Exercise task :: Write out the records below again, swapping every "innermost point" for "central point" and keeping everything else the same.

Pointing dataset records
══════════════════════════════
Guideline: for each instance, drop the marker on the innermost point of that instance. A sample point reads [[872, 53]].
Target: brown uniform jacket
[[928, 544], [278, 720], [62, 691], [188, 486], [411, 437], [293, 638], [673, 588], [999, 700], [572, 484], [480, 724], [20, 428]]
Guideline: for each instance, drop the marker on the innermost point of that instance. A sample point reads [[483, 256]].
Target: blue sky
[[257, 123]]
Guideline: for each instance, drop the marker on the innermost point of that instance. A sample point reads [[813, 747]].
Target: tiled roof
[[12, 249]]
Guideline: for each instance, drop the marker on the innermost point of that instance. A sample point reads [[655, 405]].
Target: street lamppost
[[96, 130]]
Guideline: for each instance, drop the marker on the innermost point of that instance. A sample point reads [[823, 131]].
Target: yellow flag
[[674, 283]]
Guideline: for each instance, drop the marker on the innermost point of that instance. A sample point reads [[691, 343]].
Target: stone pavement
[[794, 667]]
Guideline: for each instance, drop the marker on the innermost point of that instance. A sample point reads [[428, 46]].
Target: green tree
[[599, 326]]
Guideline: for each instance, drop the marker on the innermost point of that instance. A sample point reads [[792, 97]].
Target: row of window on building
══════════════════════════════
Reply to the task ::
Guideline: for each instance, drop the marker on the central point of that instance. A sample point reads [[872, 53]].
Target: brown uniform jacket
[[928, 544], [278, 720], [62, 691], [188, 486], [411, 437], [293, 638], [673, 588], [999, 700], [572, 484], [480, 724], [20, 428]]
Guideline: for each instance, drop the marker on the central point of that instance. A sample point reads [[483, 256]].
Target: blue sky
[[257, 123]]
Guideline: for each instance, drop the marker on the central point of that instance. A sample point reads [[813, 747]].
Target: tiled roof
[[12, 249]]
Guideline: for each instance, drop the marker on the central point of that instance. A sample point reads [[655, 405]].
Target: street lamppost
[[96, 130]]
Guideline: for each instance, drop the marker on the central point of that instance. A sample point reads [[823, 131]].
Target: yellow flag
[[674, 283]]
Guideline: for each instance, drop the marker on the central point of that instance. A sample point reads [[691, 343]].
Target: stone pavement
[[794, 667]]
Guideline: for each instance, drop the marker on the central point of that instance. A sample point reads [[428, 46]].
Target: green tree
[[599, 326]]
Guideline: for each instance, drop the marker on the central point of that instance. A sample point reads [[792, 97]].
Target: row of window on building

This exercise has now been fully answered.